[Task prompt] Copy the whole listing below character for character, changing nothing.
************
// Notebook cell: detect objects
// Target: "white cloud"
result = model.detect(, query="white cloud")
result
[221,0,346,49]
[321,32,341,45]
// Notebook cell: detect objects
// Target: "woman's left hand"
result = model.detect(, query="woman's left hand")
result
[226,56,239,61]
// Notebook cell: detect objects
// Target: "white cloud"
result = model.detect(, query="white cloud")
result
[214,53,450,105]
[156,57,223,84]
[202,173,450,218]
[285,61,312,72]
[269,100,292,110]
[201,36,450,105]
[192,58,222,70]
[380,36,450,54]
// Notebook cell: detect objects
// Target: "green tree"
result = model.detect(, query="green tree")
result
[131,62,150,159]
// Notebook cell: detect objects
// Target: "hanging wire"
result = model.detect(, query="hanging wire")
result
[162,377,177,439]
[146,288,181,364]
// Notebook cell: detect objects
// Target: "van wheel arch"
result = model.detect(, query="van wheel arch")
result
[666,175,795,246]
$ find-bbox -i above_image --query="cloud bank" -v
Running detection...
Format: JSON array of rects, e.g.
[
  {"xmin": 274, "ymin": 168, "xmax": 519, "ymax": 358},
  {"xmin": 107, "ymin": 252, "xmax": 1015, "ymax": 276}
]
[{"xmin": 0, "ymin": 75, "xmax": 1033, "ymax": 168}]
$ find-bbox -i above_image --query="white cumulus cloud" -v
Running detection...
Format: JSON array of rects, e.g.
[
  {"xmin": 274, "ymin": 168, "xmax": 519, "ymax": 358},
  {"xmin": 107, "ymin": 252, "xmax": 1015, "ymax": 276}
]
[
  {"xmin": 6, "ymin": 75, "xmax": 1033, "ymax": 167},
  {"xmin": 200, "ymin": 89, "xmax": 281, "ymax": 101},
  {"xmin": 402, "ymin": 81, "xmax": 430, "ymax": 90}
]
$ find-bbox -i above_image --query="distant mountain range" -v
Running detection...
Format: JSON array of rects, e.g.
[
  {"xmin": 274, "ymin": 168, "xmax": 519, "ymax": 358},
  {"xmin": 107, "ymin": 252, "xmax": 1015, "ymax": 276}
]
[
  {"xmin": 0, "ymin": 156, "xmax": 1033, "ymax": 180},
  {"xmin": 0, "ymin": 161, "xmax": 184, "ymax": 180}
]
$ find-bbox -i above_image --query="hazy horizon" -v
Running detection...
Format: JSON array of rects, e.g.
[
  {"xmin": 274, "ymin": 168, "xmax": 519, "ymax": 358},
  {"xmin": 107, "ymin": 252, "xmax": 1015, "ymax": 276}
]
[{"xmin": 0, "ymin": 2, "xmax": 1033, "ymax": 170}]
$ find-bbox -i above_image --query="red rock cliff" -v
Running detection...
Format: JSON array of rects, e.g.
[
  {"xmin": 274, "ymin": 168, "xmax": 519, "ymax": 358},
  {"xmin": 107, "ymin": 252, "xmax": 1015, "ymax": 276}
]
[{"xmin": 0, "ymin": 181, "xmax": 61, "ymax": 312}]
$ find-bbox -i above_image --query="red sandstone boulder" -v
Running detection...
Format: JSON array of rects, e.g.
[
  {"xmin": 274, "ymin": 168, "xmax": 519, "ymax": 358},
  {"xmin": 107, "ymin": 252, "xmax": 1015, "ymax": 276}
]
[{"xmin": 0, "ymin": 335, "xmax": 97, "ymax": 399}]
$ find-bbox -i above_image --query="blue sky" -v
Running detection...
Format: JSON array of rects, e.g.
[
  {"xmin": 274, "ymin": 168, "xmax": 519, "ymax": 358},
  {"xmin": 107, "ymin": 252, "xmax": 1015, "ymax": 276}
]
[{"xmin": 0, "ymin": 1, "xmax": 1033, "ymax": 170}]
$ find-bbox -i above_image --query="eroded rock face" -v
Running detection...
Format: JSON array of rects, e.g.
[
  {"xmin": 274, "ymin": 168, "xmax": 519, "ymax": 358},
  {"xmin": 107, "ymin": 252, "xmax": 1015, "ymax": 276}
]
************
[Worked solution]
// Notebook cell: detect objects
// Target: "white cloud"
result = model.detect(, query="white cloud")
result
[221,0,346,49]
[321,32,341,45]
// Notebook cell: detect objects
// Target: "woman's left hand"
result = model.detect(, query="woman's left hand")
result
[226,56,239,61]
// Notebook cell: detect objects
// Target: "white cloud"
result = model.detect(, query="white cloud")
result
[214,53,450,105]
[156,57,223,84]
[202,173,450,218]
[285,61,312,72]
[269,100,292,110]
[201,36,450,105]
[192,58,222,70]
[380,36,450,54]
// Notebook cell: detect objects
// Target: "green tree"
result = model.detect(, query="green tree")
result
[131,62,150,159]
// Notebook cell: detect objects
// Target: "hanging wire"
result = model.detect(, query="hanging wire")
result
[162,377,177,439]
[146,288,181,364]
// Notebook cell: detect objects
// Target: "van wheel arch"
result = model.detect(, query="van wheel arch")
result
[666,175,795,246]
$ find-bbox -i above_image --query="cloud bank" -v
Running detection...
Format: JSON array of rects, e.g.
[
  {"xmin": 274, "ymin": 168, "xmax": 519, "ymax": 358},
  {"xmin": 107, "ymin": 252, "xmax": 1015, "ymax": 276}
]
[{"xmin": 0, "ymin": 75, "xmax": 1033, "ymax": 168}]
$ find-bbox -i above_image --query="white cumulus cloud" -v
Running detection...
Format: JSON array of rects, e.g.
[
  {"xmin": 274, "ymin": 168, "xmax": 519, "ymax": 358},
  {"xmin": 107, "ymin": 252, "xmax": 1015, "ymax": 276}
]
[
  {"xmin": 6, "ymin": 75, "xmax": 1033, "ymax": 167},
  {"xmin": 200, "ymin": 89, "xmax": 281, "ymax": 101},
  {"xmin": 402, "ymin": 81, "xmax": 430, "ymax": 90}
]
$ find-bbox -i above_image --query="distant mountain range" -v
Running detection...
Format: JSON array of rects, e.g.
[
  {"xmin": 274, "ymin": 168, "xmax": 519, "ymax": 358},
  {"xmin": 107, "ymin": 252, "xmax": 1015, "ymax": 276}
]
[
  {"xmin": 0, "ymin": 156, "xmax": 1033, "ymax": 180},
  {"xmin": 0, "ymin": 161, "xmax": 184, "ymax": 180}
]
$ find-bbox -i above_image --query="hazy horizon" -v
Running detection...
Format: JSON array of rects, e.g.
[
  {"xmin": 274, "ymin": 168, "xmax": 519, "ymax": 358},
  {"xmin": 107, "ymin": 252, "xmax": 1015, "ymax": 276}
]
[{"xmin": 0, "ymin": 2, "xmax": 1033, "ymax": 170}]
$ find-bbox -i above_image --query="red rock cliff" -v
Running detection...
Format: JSON array of rects, e.g.
[
  {"xmin": 274, "ymin": 168, "xmax": 519, "ymax": 358},
  {"xmin": 107, "ymin": 252, "xmax": 1015, "ymax": 276}
]
[{"xmin": 0, "ymin": 181, "xmax": 61, "ymax": 312}]
$ find-bbox -i above_image --query="red sandstone boulder" -v
Running detection...
Format: JSON array of rects, e.g.
[
  {"xmin": 274, "ymin": 168, "xmax": 519, "ymax": 358},
  {"xmin": 107, "ymin": 252, "xmax": 1015, "ymax": 276}
]
[{"xmin": 0, "ymin": 335, "xmax": 97, "ymax": 399}]
$ find-bbox -i above_image --query="blue sky" -v
Running detection...
Format: JSON array of rects, e.g.
[
  {"xmin": 274, "ymin": 168, "xmax": 519, "ymax": 358},
  {"xmin": 107, "ymin": 252, "xmax": 1015, "ymax": 276}
]
[{"xmin": 0, "ymin": 1, "xmax": 1033, "ymax": 170}]
$ find-bbox -i above_image --query="eroded rock face" -v
Running detection...
Format: JSON array of rects, e.g.
[
  {"xmin": 274, "ymin": 168, "xmax": 519, "ymax": 358},
  {"xmin": 107, "ymin": 252, "xmax": 1015, "ymax": 276}
]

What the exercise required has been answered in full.